• GOAL OF THE EXERCISE:
Write out the listing below from the line containing "Could you spot the oval" to its last line, unaltered, ends included.

• SUPPLIED MATERIAL:
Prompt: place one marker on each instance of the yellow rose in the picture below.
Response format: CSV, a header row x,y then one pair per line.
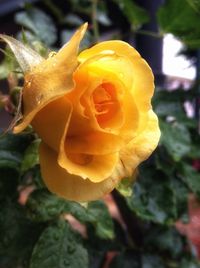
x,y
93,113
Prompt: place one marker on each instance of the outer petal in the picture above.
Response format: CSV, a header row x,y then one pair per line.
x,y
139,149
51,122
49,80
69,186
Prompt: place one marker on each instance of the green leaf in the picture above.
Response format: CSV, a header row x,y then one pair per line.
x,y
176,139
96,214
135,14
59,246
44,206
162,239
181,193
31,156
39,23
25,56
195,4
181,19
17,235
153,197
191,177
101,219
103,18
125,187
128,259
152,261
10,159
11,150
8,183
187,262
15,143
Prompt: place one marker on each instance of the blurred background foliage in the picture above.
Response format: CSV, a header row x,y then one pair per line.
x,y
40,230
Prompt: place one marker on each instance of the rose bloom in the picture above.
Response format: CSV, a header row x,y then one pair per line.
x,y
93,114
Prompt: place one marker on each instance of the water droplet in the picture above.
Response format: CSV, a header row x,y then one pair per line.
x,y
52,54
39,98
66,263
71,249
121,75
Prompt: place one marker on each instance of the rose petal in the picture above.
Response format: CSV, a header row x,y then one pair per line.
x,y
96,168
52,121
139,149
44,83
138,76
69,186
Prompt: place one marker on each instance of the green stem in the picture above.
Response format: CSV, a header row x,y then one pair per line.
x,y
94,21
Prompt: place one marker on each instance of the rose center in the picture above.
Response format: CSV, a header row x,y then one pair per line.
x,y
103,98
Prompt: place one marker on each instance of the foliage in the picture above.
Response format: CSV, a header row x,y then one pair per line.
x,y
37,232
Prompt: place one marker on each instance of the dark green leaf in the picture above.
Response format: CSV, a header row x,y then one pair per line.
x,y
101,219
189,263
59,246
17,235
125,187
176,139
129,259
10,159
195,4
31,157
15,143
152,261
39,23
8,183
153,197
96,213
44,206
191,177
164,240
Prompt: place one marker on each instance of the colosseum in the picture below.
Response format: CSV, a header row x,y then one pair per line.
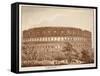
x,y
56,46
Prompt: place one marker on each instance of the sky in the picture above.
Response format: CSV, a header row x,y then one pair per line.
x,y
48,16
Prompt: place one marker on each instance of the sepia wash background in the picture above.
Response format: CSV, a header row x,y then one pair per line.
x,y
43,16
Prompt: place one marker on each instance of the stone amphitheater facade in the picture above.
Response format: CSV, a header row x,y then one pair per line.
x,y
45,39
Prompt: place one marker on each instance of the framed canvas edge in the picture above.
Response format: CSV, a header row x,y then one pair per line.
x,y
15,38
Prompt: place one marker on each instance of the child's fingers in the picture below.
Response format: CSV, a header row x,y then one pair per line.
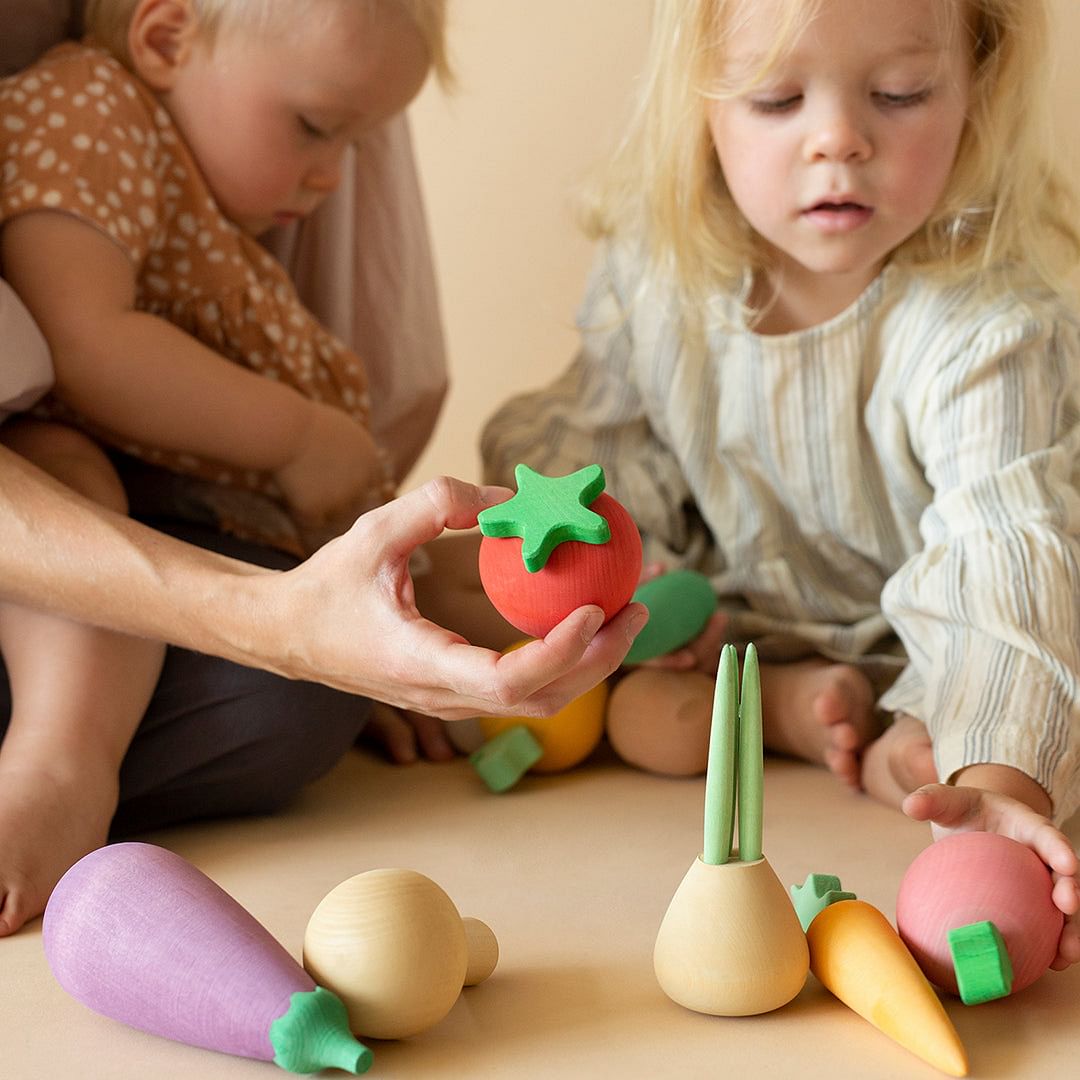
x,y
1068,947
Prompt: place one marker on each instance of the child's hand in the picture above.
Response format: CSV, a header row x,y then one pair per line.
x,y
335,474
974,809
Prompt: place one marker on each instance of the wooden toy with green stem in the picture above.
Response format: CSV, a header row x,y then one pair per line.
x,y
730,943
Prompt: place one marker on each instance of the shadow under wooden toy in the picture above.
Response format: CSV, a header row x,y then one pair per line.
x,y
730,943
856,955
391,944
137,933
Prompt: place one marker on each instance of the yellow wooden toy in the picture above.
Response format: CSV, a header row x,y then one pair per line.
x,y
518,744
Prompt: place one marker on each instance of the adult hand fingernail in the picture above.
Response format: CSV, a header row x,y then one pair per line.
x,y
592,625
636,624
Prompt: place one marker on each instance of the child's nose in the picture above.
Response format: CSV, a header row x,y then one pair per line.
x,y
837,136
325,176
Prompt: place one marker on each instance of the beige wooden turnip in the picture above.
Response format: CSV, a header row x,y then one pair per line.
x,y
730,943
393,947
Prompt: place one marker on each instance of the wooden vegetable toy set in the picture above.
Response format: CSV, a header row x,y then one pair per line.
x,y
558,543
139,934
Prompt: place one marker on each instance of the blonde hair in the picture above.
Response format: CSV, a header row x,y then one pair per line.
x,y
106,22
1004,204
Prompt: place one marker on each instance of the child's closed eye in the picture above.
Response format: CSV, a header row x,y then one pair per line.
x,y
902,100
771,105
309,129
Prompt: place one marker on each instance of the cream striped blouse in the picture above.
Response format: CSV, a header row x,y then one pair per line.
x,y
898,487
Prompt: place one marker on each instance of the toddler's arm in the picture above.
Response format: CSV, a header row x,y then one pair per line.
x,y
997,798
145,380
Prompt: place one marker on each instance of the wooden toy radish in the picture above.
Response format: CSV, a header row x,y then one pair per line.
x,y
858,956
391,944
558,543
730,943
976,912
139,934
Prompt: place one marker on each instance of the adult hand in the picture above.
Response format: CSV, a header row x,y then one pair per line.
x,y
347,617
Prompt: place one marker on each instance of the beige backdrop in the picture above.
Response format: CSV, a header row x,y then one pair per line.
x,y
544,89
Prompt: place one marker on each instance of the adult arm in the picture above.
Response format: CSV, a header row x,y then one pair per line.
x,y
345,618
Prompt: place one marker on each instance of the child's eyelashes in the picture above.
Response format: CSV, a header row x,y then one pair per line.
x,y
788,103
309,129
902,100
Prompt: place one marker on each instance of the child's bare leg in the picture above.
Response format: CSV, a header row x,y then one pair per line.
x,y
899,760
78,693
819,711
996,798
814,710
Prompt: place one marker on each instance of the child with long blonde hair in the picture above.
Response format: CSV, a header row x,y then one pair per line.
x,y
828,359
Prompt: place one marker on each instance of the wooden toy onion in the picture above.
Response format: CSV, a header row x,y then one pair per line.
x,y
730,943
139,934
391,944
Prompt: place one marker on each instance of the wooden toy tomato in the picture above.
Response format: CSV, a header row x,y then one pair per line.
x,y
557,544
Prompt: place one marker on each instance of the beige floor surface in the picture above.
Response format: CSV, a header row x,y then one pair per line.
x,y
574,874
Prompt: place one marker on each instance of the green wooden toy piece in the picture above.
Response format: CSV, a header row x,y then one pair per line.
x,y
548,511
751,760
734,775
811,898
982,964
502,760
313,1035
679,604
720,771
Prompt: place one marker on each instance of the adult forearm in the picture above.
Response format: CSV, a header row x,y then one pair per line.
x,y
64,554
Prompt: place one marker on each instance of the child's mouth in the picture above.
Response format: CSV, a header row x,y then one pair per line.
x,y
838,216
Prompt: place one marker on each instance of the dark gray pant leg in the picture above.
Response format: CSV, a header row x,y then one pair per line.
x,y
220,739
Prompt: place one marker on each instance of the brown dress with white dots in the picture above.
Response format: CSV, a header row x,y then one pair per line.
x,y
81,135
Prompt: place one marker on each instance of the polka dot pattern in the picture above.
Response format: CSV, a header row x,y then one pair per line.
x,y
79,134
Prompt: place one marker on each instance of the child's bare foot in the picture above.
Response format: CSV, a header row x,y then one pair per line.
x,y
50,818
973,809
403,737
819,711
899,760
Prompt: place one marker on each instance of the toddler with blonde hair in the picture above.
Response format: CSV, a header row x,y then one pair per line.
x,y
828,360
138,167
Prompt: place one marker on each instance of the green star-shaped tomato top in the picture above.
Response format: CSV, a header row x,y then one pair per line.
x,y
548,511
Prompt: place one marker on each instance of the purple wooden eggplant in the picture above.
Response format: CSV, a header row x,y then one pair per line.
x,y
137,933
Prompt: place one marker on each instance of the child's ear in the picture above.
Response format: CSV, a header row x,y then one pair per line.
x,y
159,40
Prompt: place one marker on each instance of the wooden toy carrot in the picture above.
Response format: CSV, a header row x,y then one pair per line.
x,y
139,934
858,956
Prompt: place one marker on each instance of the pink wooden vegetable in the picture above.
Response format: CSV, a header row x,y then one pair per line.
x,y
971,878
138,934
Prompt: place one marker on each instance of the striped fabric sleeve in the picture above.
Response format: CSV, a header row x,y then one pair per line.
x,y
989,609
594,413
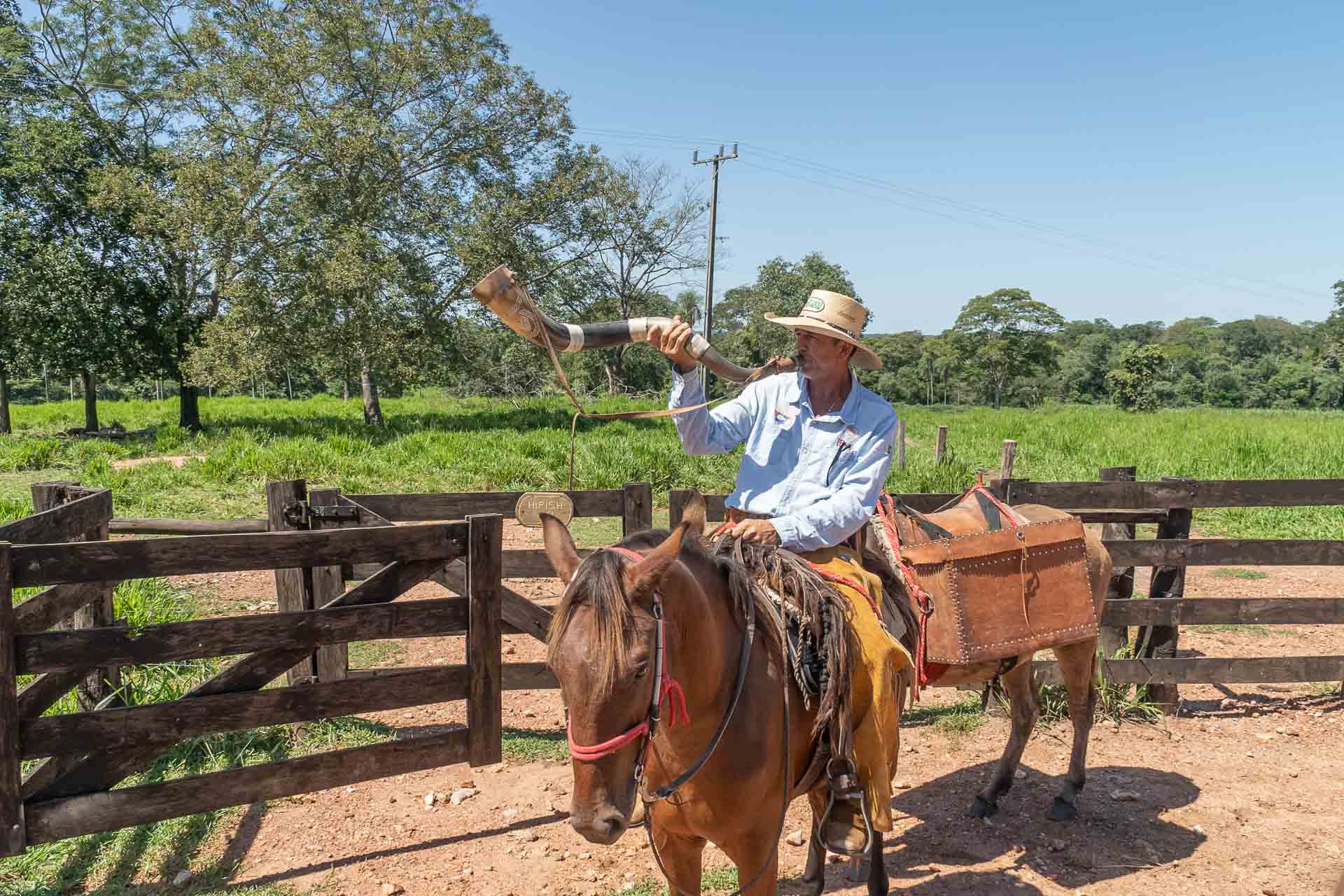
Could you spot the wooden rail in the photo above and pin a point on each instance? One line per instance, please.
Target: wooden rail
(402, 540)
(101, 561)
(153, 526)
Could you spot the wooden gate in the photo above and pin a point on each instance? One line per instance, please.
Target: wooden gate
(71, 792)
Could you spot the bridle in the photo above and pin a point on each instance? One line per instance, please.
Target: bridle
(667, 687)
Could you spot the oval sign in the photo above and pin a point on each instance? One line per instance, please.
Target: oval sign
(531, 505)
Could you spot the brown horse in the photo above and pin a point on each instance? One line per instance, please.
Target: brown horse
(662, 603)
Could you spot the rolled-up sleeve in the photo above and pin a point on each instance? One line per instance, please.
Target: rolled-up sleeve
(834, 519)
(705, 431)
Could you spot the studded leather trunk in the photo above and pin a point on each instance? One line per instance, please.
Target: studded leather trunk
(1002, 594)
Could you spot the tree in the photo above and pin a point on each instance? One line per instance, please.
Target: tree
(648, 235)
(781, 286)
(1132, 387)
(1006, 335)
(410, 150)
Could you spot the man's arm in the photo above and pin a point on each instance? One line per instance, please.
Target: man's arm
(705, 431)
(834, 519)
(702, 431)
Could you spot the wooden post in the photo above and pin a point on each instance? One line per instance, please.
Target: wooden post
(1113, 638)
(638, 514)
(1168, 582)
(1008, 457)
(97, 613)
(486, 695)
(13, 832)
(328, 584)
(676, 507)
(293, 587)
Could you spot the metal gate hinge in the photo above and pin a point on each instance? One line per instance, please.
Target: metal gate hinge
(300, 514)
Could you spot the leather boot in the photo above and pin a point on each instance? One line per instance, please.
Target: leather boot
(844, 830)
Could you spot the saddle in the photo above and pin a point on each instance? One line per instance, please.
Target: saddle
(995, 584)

• OUTPUT FOR THIS TASK:
Could you spot the oval sign in the photo above and pin a point on each instance? One line per instance, please.
Target: oval sign
(531, 505)
Could you spot the brown horse in the photo above and pin a point on each instance? One line per instance, please.
Target: brown horse
(662, 603)
Could you spot the rolled-up sleeve in the photo above and pin a point on each instance? One line per instance, please.
Target: rolled-up sleeve
(834, 519)
(705, 431)
Could you spot the studded leather trunk in the photo above and pin a point on each instance? One line per instance, please.
Target: studded leather trunk
(1002, 594)
Could you spot the tree in the photo above and pin a point on each instance? One line per instance, please.
Target: tree
(648, 235)
(781, 286)
(1132, 387)
(1006, 335)
(410, 150)
Could you spot the man's arm in the photo above and pin a point on each instance? One line per instance, please.
Target: man's arm
(705, 431)
(834, 519)
(702, 431)
Could you spot the wooden post in the photo above and pin a point on each instance? One line per instance, please.
Target: wooden post
(1113, 638)
(638, 514)
(1168, 582)
(1008, 457)
(97, 613)
(486, 695)
(13, 832)
(328, 584)
(676, 507)
(293, 587)
Could you spot the metal gate hinge in the photo above and pin a point on each instance? One line per instance, please.
Target: metal gate hinge
(300, 514)
Could you spot the leather boot in the photo above and pin a point on each instance? One line per instance, please.
Target: leather boot
(844, 830)
Could you spot the saddle in the photo above and pin a point on each instance? One line per instance, please.
Target: saddle
(995, 584)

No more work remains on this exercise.